= Data for the task =
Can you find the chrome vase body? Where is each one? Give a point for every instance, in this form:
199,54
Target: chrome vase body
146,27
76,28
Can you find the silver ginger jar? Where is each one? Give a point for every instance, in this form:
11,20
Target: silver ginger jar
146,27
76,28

= Problem details =
Nothing but the lines from the one that contains "Target: chrome vase body" through the end of the data above should appear, each reproduced exactly.

= Task answer =
Target: chrome vase body
146,27
76,28
Can you find the silver ginger jar? Where is each one? Give a point for every instance, in this form:
11,20
Target: silver ginger jar
146,27
76,28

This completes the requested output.